Action item: Every entry is to be restated exactly; pictures are not part of the copy.

Records for the task: Begin

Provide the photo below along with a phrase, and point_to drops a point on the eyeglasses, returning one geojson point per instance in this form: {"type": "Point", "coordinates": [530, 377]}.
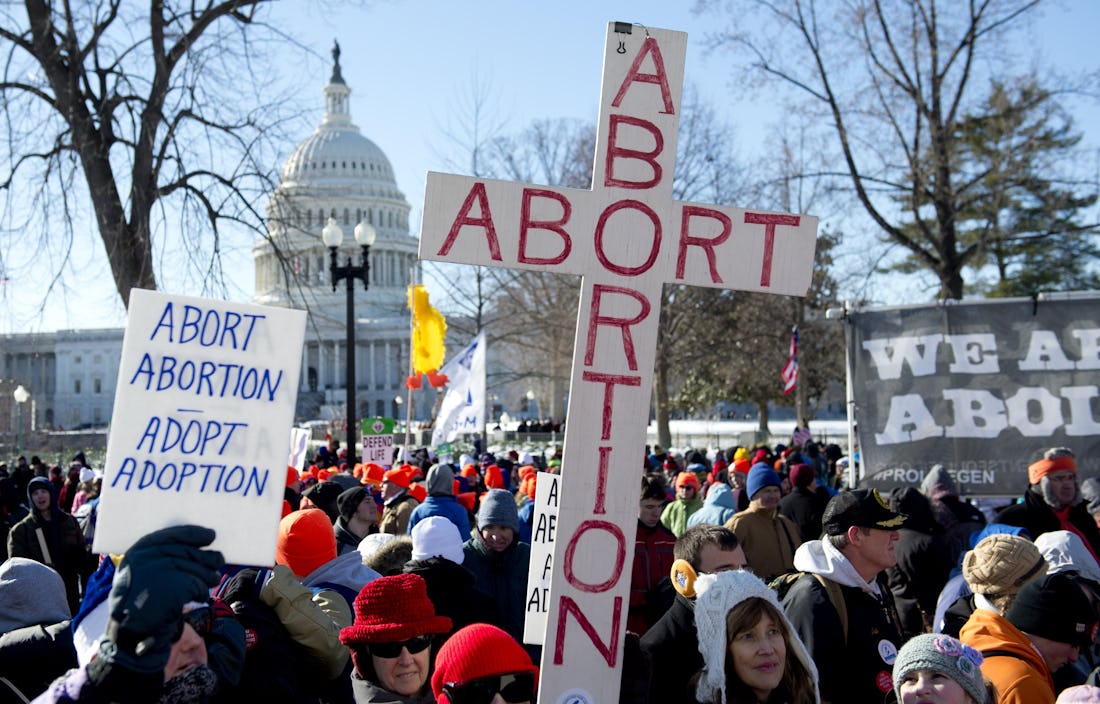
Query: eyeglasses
{"type": "Point", "coordinates": [394, 649]}
{"type": "Point", "coordinates": [518, 686]}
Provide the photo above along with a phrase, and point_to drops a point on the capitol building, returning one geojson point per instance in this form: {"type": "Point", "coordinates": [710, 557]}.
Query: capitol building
{"type": "Point", "coordinates": [334, 173]}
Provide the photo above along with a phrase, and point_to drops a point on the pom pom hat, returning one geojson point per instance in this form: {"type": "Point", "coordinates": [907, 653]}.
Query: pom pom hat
{"type": "Point", "coordinates": [476, 651]}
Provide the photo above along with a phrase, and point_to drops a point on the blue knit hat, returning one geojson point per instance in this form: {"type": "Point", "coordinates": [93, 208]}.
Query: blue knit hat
{"type": "Point", "coordinates": [498, 508]}
{"type": "Point", "coordinates": [760, 476]}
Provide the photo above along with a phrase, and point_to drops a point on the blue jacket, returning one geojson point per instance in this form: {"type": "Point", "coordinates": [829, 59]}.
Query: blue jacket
{"type": "Point", "coordinates": [717, 508]}
{"type": "Point", "coordinates": [446, 506]}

Records for the task: End

Task output:
Provide the photo below along with a phrase, and point_to drops a point on the eyeglasses, returning one geojson point per instance in this form: {"type": "Point", "coordinates": [530, 377]}.
Query: eyeglasses
{"type": "Point", "coordinates": [394, 649]}
{"type": "Point", "coordinates": [518, 686]}
Provide the photo above along with a phrase, and point_to drops a point on the capitol building, returning one geojson point per instance in this form: {"type": "Point", "coordinates": [710, 557]}.
Query: capitol building
{"type": "Point", "coordinates": [334, 173]}
Provide the photo above along with a phrase, and point_to drops a point on the pom pom hat, returning one geojson point per instance in this form: {"type": "Point", "coordinates": [907, 653]}.
Query: pom pom hat
{"type": "Point", "coordinates": [476, 651]}
Provide the photo above along with a phrase, and point_to drops a point on the blue knit hat, returning one geojson point per instance in this form: {"type": "Point", "coordinates": [93, 208]}.
Query: blue knit hat
{"type": "Point", "coordinates": [498, 508]}
{"type": "Point", "coordinates": [760, 476]}
Provide the photo above along with a phrase, and point_to drops a point on the blue jacket, returning one geojson point per instance in this form: {"type": "Point", "coordinates": [829, 59]}.
Query: blue jacket
{"type": "Point", "coordinates": [717, 508]}
{"type": "Point", "coordinates": [446, 506]}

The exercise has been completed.